━━━ EXTRACTED RECORDS

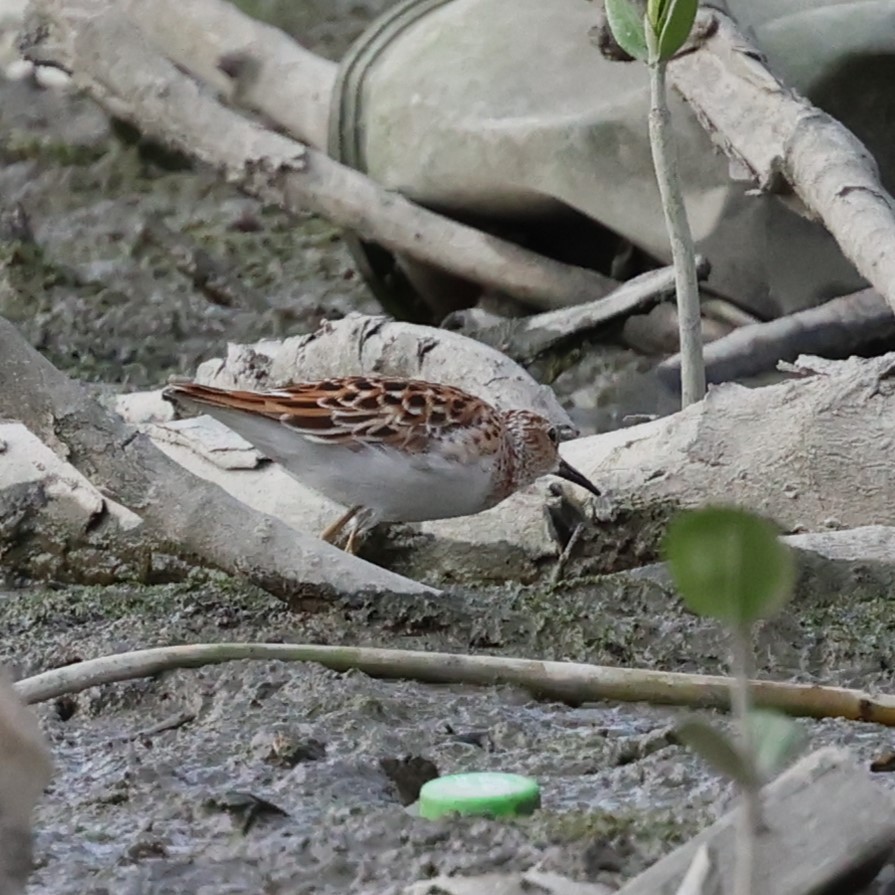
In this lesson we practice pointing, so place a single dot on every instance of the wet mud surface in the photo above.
(177, 783)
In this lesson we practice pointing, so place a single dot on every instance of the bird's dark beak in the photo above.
(569, 473)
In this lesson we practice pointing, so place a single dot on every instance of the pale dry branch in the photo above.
(110, 58)
(838, 328)
(780, 138)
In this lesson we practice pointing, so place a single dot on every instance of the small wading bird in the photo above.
(391, 450)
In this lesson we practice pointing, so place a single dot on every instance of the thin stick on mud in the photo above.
(570, 682)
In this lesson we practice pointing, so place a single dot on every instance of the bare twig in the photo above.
(749, 820)
(682, 249)
(258, 67)
(835, 329)
(193, 516)
(110, 58)
(570, 682)
(779, 137)
(525, 338)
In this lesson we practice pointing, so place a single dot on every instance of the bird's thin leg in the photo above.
(332, 531)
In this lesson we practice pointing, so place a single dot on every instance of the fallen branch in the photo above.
(110, 58)
(525, 338)
(838, 328)
(258, 67)
(571, 682)
(778, 136)
(179, 509)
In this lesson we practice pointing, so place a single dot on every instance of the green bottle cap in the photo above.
(484, 794)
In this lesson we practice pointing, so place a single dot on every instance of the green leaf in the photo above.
(728, 564)
(654, 13)
(718, 751)
(626, 23)
(775, 740)
(674, 25)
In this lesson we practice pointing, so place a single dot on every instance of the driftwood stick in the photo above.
(110, 58)
(570, 682)
(835, 329)
(190, 515)
(781, 138)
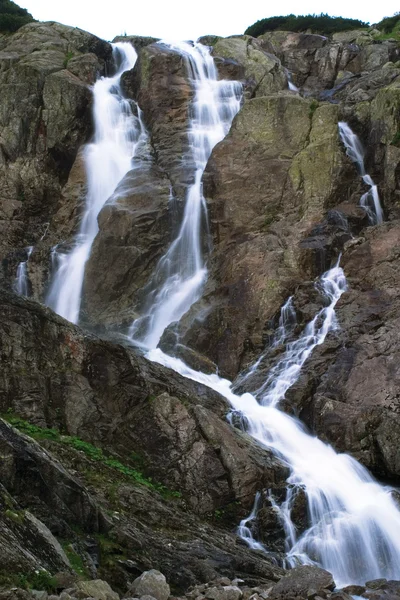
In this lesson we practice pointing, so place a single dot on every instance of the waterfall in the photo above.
(370, 200)
(117, 134)
(21, 281)
(244, 530)
(354, 523)
(182, 270)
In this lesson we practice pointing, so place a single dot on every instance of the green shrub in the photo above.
(323, 24)
(92, 452)
(388, 24)
(12, 16)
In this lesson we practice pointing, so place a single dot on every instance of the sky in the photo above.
(185, 19)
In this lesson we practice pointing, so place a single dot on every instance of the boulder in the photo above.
(299, 582)
(150, 583)
(97, 589)
(262, 71)
(283, 155)
(45, 116)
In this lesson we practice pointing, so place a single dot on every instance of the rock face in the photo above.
(354, 379)
(45, 116)
(283, 157)
(140, 473)
(119, 522)
(245, 59)
(69, 381)
(303, 582)
(151, 583)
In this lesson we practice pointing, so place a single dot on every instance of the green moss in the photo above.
(17, 516)
(396, 139)
(76, 561)
(36, 580)
(12, 16)
(313, 107)
(92, 452)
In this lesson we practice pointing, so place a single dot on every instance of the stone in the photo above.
(150, 583)
(284, 156)
(262, 71)
(39, 594)
(375, 584)
(97, 589)
(227, 592)
(354, 590)
(298, 581)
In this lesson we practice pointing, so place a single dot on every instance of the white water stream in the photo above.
(354, 527)
(370, 200)
(182, 269)
(21, 282)
(354, 522)
(117, 134)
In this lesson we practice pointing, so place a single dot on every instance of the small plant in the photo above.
(92, 452)
(67, 58)
(75, 560)
(12, 16)
(396, 139)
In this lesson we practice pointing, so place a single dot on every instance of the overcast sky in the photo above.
(184, 19)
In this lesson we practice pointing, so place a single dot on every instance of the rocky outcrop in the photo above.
(282, 158)
(344, 68)
(348, 391)
(109, 396)
(26, 544)
(134, 234)
(244, 58)
(45, 116)
(113, 522)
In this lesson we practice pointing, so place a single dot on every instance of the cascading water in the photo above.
(21, 282)
(287, 320)
(244, 530)
(182, 269)
(117, 134)
(354, 522)
(370, 200)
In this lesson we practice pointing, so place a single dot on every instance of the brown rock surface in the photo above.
(267, 184)
(45, 105)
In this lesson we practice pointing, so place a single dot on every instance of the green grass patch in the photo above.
(396, 139)
(75, 560)
(92, 452)
(36, 580)
(12, 16)
(322, 23)
(67, 58)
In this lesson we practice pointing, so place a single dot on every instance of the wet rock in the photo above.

━━━━━━

:: WHAT IS REQUIRED ::
Please retype the whole of the data precisely, omitting pictures.

:: FINISHED EXERCISE ::
In this lesson we practice pointing, so place a single dot on every instance of the wet mud surface in the photo above.
(177, 783)
In this lesson we practice pointing, so place a single dot on every instance of the bird's dark beak in the photo above.
(569, 473)
In this lesson we practice pointing, so place a single dot on every instance of the pale dry branch in the photo above.
(110, 58)
(838, 328)
(780, 138)
In this lesson we practice pointing, so place a single dot on every instance of the small wading bird in the photo above.
(391, 450)
In this lesson we practice pointing, so place a single dot on every instance of the thin stick on mud in the photo above.
(570, 682)
In this lesson we practice pointing, so place a single dot on every instance of the bare twig in the photo above.
(749, 820)
(682, 249)
(258, 67)
(835, 329)
(193, 516)
(110, 58)
(570, 682)
(779, 137)
(525, 338)
In this lesson we practice pointing, so place a single dot on every instance of the bird's thin leg in the photo above.
(332, 531)
In this lesson we practice pointing, so place a single dot on every instance of the fallen branch in the photo above.
(110, 58)
(525, 338)
(838, 328)
(258, 67)
(571, 682)
(778, 136)
(179, 509)
In this lesson we practice pointing, so place a single dot on every instance of the green bottle cap in the photo above.
(484, 794)
In this lesson we practice pointing, so place a single dot on every instance of the green leaf in the photo above.
(728, 564)
(654, 13)
(718, 751)
(626, 23)
(775, 740)
(674, 25)
In this lesson we practice pointing, so place a single dot on every instance of the driftwood stick in the photo above.
(110, 58)
(570, 682)
(835, 329)
(190, 515)
(781, 138)
In this lesson we practice pointing, so place a single dot on every instance of the waterfall in the photo above.
(370, 200)
(117, 134)
(21, 281)
(244, 530)
(354, 523)
(182, 270)
In this lesson we practice pointing, so place a single dot on every instance of the green shrub in the photo above.
(323, 24)
(92, 452)
(388, 24)
(12, 16)
In this lesson we practice pointing, so place a single dot on every instance of the sky in the photo above.
(185, 19)
In this lesson we practice pointing, so place a single dot on every instance of the boulder in the photo above.
(299, 582)
(150, 583)
(97, 589)
(262, 71)
(283, 155)
(45, 116)
In this lesson we practice pointing, so place a single dot on every instance of the rock face in the photo above.
(354, 379)
(45, 116)
(283, 157)
(140, 473)
(119, 522)
(245, 59)
(69, 381)
(303, 582)
(151, 583)
In this lesson we practice pointing, so place a single dot on every instance of the green moss in the photo above.
(17, 516)
(396, 139)
(76, 561)
(36, 580)
(12, 16)
(313, 107)
(92, 452)
In this lesson we practice pointing, so place a single dot on every instance of the stone in the photo above.
(150, 583)
(284, 156)
(262, 71)
(39, 594)
(375, 584)
(97, 589)
(227, 592)
(354, 590)
(298, 581)
In this lesson we practice pointing, so place a single dot on every instance of the white water stream in the photo above.
(354, 527)
(370, 200)
(182, 269)
(21, 282)
(354, 522)
(117, 134)
In this lesson we practice pointing, so place a single dot on every instance of the small plant in the photo above.
(92, 452)
(67, 58)
(75, 560)
(12, 16)
(396, 139)
In this lesson we practice pointing, so place a single dot on every instance of the overcast sky in the photo above.
(184, 19)
In this lesson we practice pointing, so place a single dot on every instance of the rocky outcrop in the photo above.
(282, 158)
(344, 68)
(348, 391)
(109, 396)
(26, 544)
(134, 234)
(244, 58)
(45, 116)
(113, 522)
In this lesson we practice pointing, so place a single dot on every instance of the cascading water in the photo above.
(21, 282)
(287, 320)
(244, 530)
(182, 269)
(117, 134)
(354, 522)
(370, 200)
In this lesson we practice pointing, so place a single dot on every instance of the brown rock surface in the photo above.
(267, 184)
(45, 105)
In this lesson we practice pointing, so place a single dot on every instance of the green grass patch in the photo above.
(396, 139)
(75, 560)
(92, 452)
(36, 580)
(12, 16)
(322, 23)
(67, 58)
In this lesson we practice pointing, so place a single dot on every instance of the wet rock in the photo above.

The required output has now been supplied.